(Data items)
(begin)

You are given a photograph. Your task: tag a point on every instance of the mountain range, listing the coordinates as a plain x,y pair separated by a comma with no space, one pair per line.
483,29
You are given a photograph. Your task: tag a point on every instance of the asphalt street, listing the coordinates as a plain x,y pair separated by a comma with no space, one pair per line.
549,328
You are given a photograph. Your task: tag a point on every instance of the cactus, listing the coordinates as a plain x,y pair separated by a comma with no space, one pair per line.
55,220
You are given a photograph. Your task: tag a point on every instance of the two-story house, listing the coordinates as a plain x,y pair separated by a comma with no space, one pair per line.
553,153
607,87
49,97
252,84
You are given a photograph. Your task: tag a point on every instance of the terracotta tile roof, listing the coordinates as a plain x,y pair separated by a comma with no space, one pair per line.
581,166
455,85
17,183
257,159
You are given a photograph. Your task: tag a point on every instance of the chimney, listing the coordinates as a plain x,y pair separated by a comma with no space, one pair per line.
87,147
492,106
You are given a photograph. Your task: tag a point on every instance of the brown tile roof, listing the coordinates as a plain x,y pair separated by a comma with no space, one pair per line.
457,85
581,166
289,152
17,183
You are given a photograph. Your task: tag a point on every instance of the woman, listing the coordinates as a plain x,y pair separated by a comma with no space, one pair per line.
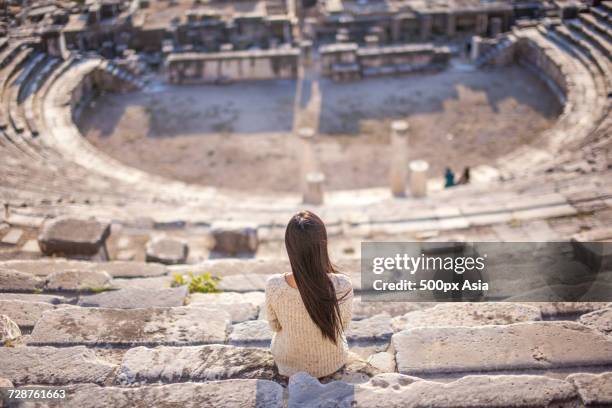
309,309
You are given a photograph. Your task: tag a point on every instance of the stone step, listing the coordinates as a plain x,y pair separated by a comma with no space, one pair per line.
117,269
519,347
136,298
195,363
212,394
130,327
600,320
240,306
401,391
49,365
594,390
374,330
26,314
31,297
467,315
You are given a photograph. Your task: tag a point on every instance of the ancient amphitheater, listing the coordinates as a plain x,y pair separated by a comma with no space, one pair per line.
90,246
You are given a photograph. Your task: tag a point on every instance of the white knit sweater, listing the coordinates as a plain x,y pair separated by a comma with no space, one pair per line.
298,344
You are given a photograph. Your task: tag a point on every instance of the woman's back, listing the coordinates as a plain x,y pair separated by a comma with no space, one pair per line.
298,343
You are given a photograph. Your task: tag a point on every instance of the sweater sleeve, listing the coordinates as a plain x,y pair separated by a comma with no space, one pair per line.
346,309
345,299
270,314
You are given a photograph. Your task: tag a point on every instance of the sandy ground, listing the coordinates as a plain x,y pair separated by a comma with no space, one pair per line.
239,136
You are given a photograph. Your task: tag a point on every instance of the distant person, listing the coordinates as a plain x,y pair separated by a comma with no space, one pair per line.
310,309
465,177
449,178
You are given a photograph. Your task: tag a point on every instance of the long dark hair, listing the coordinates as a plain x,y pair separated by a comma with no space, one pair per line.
306,242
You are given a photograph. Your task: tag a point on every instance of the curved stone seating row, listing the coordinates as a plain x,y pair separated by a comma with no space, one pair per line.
73,172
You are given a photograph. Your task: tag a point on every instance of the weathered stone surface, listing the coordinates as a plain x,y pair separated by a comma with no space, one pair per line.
77,280
213,394
243,283
373,329
14,281
600,320
362,310
196,363
136,298
117,269
154,283
234,239
13,237
401,391
44,267
152,326
467,314
9,331
34,297
383,361
564,309
231,266
50,365
254,333
167,251
25,314
125,269
72,236
594,389
240,306
519,346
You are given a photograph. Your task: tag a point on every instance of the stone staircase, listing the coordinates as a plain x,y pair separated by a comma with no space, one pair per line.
117,333
142,340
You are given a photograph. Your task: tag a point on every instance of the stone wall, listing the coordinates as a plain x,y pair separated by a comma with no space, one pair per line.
88,85
346,61
232,66
538,60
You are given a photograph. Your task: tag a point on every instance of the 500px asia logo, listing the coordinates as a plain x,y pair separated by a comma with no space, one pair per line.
412,264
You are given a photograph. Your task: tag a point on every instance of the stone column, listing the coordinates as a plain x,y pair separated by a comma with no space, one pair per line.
451,25
496,26
476,40
418,178
425,27
482,21
396,30
308,162
398,171
313,189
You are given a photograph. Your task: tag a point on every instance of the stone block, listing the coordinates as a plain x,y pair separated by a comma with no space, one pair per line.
14,281
49,365
130,327
197,363
73,237
78,280
595,390
253,333
467,314
600,320
400,391
233,239
9,331
25,313
212,394
375,329
521,346
136,298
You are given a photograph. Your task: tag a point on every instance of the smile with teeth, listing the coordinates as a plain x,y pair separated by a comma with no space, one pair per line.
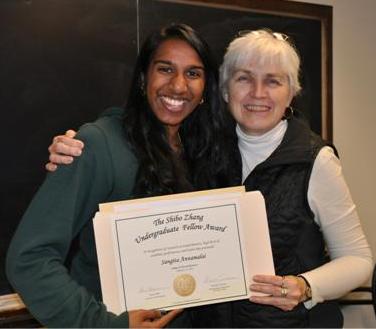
173,104
256,108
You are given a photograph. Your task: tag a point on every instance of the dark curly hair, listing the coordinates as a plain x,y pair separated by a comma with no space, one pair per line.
204,162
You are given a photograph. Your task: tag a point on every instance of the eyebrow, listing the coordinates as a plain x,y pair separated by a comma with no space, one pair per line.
269,75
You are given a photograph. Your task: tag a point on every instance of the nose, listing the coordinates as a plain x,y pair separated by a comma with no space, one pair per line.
178,83
258,89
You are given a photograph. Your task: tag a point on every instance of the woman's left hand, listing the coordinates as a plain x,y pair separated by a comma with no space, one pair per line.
284,292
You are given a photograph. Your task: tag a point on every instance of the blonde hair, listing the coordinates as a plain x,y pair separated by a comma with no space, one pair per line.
261,47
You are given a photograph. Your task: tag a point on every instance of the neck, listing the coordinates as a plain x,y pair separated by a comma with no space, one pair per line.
174,138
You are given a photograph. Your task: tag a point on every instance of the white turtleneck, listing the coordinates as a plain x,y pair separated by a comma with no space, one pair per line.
334,211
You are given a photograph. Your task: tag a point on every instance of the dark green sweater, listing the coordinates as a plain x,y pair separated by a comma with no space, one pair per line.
61,211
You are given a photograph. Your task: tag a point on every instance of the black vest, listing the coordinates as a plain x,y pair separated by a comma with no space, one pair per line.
297,242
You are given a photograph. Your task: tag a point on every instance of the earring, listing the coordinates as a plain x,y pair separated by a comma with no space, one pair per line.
142,85
289,113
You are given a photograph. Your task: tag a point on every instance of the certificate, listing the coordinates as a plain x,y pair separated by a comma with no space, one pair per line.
179,252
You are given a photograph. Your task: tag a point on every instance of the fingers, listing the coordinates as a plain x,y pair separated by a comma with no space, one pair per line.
150,318
51,166
63,149
66,145
280,291
165,319
70,133
57,159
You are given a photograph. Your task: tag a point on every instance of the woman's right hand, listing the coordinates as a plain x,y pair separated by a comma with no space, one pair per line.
63,150
151,318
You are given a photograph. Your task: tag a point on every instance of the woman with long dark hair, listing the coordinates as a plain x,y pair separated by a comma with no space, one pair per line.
169,138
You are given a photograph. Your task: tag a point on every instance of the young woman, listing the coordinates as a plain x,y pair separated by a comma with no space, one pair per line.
315,230
168,139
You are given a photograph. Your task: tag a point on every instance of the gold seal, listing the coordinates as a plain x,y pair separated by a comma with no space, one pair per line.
184,284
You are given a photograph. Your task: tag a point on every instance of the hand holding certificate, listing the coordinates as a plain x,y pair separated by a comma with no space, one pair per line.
181,250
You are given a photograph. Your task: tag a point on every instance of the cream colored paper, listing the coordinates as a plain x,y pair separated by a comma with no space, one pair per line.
160,273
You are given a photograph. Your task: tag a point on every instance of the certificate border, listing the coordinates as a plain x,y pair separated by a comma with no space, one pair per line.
201,302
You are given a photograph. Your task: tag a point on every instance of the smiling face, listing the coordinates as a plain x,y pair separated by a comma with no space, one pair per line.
175,83
257,97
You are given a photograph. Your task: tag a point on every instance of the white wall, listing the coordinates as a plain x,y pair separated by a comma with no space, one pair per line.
354,113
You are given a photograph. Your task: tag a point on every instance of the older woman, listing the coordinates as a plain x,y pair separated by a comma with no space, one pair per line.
315,231
310,211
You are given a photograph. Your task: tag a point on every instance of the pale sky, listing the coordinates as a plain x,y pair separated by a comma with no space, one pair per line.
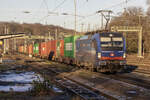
12,10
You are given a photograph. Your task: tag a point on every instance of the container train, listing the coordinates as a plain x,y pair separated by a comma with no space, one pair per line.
103,52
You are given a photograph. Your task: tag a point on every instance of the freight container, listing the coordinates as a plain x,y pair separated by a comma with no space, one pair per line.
60,50
25,49
36,49
69,48
30,49
51,49
21,49
44,50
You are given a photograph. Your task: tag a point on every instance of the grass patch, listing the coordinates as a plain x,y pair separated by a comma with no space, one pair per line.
41,87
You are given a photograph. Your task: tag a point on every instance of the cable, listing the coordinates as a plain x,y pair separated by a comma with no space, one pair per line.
53,9
59,5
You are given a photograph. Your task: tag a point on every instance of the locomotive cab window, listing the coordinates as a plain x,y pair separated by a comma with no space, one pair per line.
111,43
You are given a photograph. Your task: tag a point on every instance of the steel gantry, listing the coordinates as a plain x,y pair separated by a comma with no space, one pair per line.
125,29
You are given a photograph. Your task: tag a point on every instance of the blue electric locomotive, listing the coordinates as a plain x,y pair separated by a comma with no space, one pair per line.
102,51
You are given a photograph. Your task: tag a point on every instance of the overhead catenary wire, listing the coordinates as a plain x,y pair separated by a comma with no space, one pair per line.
59,5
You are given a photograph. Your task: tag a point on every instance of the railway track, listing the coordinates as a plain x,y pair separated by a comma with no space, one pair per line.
87,93
142,71
81,90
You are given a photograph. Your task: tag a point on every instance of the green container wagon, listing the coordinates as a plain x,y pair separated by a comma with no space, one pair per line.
69,44
36,49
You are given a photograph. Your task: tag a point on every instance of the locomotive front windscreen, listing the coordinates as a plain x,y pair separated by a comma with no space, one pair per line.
111,43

(end)

** WRITTEN REQUEST **
Rewrite the records from the line containing "of the green" through the last line of the records, replacing "windscreen" with "windshield" and keeping everything else the same.

** EXERCISE OUTPUT **
You are given a photograph. Your task: tag a point on every instance of the green container wagon, listing the coordinates as a plain x,y pair separated by a comma with no space, one pair per line.
69,44
36,49
You are given a photograph. Your task: tag a point on every instance of the locomotive front windshield, listing the coordinates as a plain x,y pair separated by a comma with no space, one pair per line.
111,43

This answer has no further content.